■ EXTRAIT DE PAGE
════════════════

Par PHILIPPE RIVIÈRE

A qui appartiennent les connaissances ? Quand la propriété intellectuelle, en décuplant le coût de médicaments vitaux, condamne à mort des millions de malades africains, la question n'est pas théorique. L'avenir de l'économie mondiale et d'une partie de l'humanité est désormais tributaire de la réponse. L'informatique, l'industrie du vivant (agroalimentaire, biotechnologies, pharmacie) et la communication sont en tête de la « révolution informationnelle ». L'essor de ces activités s'accompagne d'exigences toujours plus grandes quant au contrôle de leurs inventions. Car, pour extraire un profit de cette production virtuelle, « naturellement » copiable, qu'est le savoir, il faut en maîtriser la diffusion, créer une rareté artificielle qui permette de fixer un prix. C'est là l'objet central du droit de la propriét é intellectuelle. Celui-ci se double du souci de protéger les droits « moraux» des auteurs sur l'avenir de leur oeuvre (propriété littéraire et artistique), d'assurer une protection du consommateur (droit des marques) ou de limiter le recours au secret industriel par la publication du détail des inventions (brevets).

Cherchant à accompagner cette mutation, l'Organisation mondiale du commerce (OMC) ou celle de la propriété intellectuelle (OMPI) se sont lancées dans une activité juridique intense - suivant l'évolution en cours aux Etats-Unis -, visant à « renforcer » les droits des propriétaires afin de leur assurer un retour sur investissement, et donc, en théorie, de stimuler la croissance mondiale.

Mais ce discours se heurte à plusieurs réalités : d'une part, comme le relève le Programme des Nations unies pour le développement, « de nombreux pays développés d'aujourd'hui, qui se font (...) les ardents défenseurs d'un renforcement des droits de propriété intellectuelle, disposaient de règles floues lorsqu'ils ont mis en place leurs industries nationales. Ils n'ont changé de discours qu'une fois devenus exportateurs de technologie ». En amassant les droits de propriété intellectuelle sur l'ensemble des connaissances (des fonds d'archives photographiques au génome humain, des logiciels aux médicaments), les pays les plus riches et les mieux dotés juridiquement (les Etats-Unis emploient le tiers des avocats de la planète) assurent leur contrôle de larges pans des productions futures.

════════════════

■ TÂCHE
Rédigez la suite de l'article sur la propriété intellectuelle en reprenant après sa dernière phrase. Le matériel ci-dessous n'est pas nécessaire.

════════════════

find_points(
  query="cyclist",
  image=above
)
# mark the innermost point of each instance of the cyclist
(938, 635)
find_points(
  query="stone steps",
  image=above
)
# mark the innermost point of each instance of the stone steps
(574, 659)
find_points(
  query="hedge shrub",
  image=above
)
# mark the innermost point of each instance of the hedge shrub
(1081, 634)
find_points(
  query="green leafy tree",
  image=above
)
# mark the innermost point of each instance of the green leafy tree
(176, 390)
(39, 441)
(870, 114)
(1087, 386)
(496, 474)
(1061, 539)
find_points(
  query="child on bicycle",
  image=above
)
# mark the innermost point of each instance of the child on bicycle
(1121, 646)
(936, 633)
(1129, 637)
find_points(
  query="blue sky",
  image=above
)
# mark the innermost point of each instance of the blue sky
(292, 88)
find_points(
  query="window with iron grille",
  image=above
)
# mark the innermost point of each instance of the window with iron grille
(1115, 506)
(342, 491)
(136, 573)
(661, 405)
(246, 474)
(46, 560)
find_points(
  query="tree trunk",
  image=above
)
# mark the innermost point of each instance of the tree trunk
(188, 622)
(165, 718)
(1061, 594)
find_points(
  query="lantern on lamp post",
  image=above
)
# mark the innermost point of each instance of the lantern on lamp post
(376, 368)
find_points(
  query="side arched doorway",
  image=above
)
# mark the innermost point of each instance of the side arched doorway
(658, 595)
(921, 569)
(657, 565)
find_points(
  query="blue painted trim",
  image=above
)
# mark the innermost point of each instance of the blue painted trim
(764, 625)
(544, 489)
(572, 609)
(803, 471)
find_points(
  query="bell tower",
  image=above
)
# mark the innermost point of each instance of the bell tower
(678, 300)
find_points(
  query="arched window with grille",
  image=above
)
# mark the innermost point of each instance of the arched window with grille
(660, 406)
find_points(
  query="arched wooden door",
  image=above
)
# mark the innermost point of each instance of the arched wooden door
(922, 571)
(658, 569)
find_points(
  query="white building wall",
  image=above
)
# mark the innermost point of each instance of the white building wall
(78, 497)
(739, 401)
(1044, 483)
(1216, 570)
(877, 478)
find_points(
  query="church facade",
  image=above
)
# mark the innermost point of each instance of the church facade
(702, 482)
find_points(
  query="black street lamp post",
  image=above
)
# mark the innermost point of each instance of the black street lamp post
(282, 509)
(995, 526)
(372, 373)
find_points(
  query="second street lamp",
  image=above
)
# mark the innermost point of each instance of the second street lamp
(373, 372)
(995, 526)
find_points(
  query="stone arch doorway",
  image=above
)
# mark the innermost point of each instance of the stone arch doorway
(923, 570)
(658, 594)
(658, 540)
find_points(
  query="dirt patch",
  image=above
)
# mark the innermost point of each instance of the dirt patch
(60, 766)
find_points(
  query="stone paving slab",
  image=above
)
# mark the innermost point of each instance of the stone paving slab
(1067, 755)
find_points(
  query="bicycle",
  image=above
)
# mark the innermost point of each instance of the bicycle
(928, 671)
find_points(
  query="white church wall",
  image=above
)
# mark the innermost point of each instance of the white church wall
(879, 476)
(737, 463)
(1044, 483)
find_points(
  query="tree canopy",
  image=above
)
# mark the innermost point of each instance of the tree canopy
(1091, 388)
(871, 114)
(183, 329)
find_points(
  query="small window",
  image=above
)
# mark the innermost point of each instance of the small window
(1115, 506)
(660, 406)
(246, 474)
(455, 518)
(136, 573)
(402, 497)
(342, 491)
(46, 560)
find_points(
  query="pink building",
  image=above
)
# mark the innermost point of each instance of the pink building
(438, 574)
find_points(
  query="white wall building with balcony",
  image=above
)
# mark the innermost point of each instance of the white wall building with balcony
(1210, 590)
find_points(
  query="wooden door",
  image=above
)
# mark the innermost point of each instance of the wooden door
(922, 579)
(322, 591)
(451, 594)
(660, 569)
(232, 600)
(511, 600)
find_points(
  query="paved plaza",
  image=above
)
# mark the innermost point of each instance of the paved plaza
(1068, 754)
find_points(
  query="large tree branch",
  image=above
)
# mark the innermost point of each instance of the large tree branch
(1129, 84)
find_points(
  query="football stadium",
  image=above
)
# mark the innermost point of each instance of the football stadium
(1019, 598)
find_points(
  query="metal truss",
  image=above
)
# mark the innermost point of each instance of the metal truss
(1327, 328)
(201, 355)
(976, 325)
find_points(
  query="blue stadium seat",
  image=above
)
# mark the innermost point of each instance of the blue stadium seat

════════════════

■ RÉSULTAT
D'autre part, l'appropriation des connaissances par des firmes privées n'est pas toujours légitime. La recherche technologique, mais aussi la production culturelle se nourrissent avant tout du partage des savoirs dans l'ensemble de la société. Or les mécanismes de promotion et de défense du domaine public de la connaissance sont pour la plupart en déshérence, faute d'une pensée renouvelée de ce qui constitue le « bien public mondial (1)  ».

La réflexion actuelle sur la propriété de cette richesse commune de l'humanité est embryonnaire. Le juriste américain James Boyle la compare à celle des années 50 sur l'environnement : des observateurs isolés s'alarment autour d'enjeux particuliers, sans être encore en mesure de les relier (2). Il y a pourtant urgence à ouvrir le débat pour porter un coup d'arrêt à la séquestration des connaissances par des intérêts particuliers (lire notre dossier pages 6 à 9).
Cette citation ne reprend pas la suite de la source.